═══ Selected extract

Many Horseshoe Bend residents are alarmed to learn that an emergency medical service ambulance is no longer based in the city and frustrated there is nothing they can do about it.
"The ambulance service here was good," said resident Janice Wegenke. "I had a stroke, a year ago in December, and they were here within five minutes."
Izard County ambulances are now based only in Calico Rock and Melbourne. That means, it will take at least 15 minutes, under good conditions, for an ambulance to reach Horseshoe Bend.
"We are the biggest city in the county and have the largest population of elderly," said resident Paul Osborne. "15 minutes response time, 15 minutes is a terrible amount of time to wait for help for a person who has had a stroke or serious heart attack."
Horseshoe Bend lost its ambulance base because A.E.T. Ambulance Service, which has the contract to serve Izard County, was recently purchased by Southern Paramedic Service.
Southern agreed to continue providing service to the county through the end of the year, when the A.E.T. contract expires. However, it reserved the right to make changes in service to address financial losses A.E.T. was facing.

══════
═══ Source information

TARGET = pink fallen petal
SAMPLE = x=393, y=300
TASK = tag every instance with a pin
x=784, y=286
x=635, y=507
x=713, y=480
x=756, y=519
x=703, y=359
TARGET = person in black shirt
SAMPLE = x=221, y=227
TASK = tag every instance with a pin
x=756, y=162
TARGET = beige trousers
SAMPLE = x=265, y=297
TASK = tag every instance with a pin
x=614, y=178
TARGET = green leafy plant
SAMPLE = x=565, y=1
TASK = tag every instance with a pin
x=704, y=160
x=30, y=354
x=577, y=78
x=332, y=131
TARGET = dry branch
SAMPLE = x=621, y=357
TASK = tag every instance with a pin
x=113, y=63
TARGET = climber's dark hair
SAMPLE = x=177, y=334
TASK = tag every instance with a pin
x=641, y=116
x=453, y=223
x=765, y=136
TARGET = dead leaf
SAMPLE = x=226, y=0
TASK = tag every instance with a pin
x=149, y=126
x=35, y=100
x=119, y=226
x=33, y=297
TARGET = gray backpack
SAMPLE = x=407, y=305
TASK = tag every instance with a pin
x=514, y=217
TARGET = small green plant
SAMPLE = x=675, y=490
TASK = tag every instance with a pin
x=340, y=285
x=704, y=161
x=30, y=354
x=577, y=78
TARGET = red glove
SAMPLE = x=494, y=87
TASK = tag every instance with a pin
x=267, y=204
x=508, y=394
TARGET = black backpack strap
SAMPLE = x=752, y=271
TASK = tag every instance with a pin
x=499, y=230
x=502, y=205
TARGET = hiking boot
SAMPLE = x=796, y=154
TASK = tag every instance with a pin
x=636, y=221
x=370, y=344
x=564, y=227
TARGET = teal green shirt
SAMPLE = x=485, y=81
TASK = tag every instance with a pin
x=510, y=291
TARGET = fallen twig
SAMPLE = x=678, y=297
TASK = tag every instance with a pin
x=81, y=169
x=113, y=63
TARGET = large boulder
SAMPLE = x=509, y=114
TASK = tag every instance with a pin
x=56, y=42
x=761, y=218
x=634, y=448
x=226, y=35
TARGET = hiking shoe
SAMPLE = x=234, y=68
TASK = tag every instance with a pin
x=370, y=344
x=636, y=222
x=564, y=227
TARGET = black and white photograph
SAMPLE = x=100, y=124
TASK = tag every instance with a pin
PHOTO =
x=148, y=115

══════

Tasks:
1. Say whether each statement agrees with the Horseshoe Bend ambulance report. Answer yes or no, and quote the words from the report that decide it.
(a) Izard County ambulances are now based in Calico Rock and Melbourne.
(b) Janice Wegenke waited more than 15 minutes for an ambulance after her stroke.
(c) Southern agreed to keep serving the county for several more years.
2. Go on with the Horseshoe Bend ambulance report from the point where it stops.

Task-by-task answers:
1.
(a) Yes: "Izard County ambulances are now based only in Calico Rock and Melbourne."
(b) No: "they were here within five minutes."
(c) No: "Southern agreed to continue providing service to the county through the end of the year, when the A.E.T. contract expires."

2.
"Southern told us A.E.T. was losing $20,000 to $30,000 a month," said Ken Ballman, an Izard County Justice of the Peace who lives in Horseshoe Bend. "It apparently feels having an ambulance based here, on the northern edge of the county, is a big expense it can't afford."
The ambulance service turmoil was a big topic of discussion during a candidates forum in Horseshoe Bend on Thursday, Oct. 28.
Since the ambulance service is controled by an EMS Board and Quorum Court, candidates for Mayor and Aldermen have no power over the situation.
During the forum, J-P Ballman was asked to explain what he knew about the situation, since he was involved in the meeting that resulted in Southern Paramedic Service agreeing to serve out A.E.T.'s contract with the county.
"Southern just bought A.E.T.'s equipment, it had no legal obligation to serve the county," explained Ballman. "As bad as it is (losing a Horseshoe base), we, at least, still have ambulance service."
Ballman explained that running an emergency ambulance service is an expensive business and many of the 163 services in Arkansas are having trouble surviving, financially.
Ballman told citizens there is no guarantee that a new company hired to begin service in January will put an ambulance base back in Horseshoe Bend.
Despite the Horseshoe Bend reduction, EMS Board Chairman Wayne Lee said, "All citizens of Izard County have adequate service, currently."
Lee understands that Horseshoe Bend residents are upset an ambulance is no longer based there but he feels an ambulance based in Melbourne can reach Horseshoe Bend in a reasonable response time.
"In emergency situations where an ambulance will be delayed we can call on other services, in Salem, for example, to provide mutual aid," said Lee.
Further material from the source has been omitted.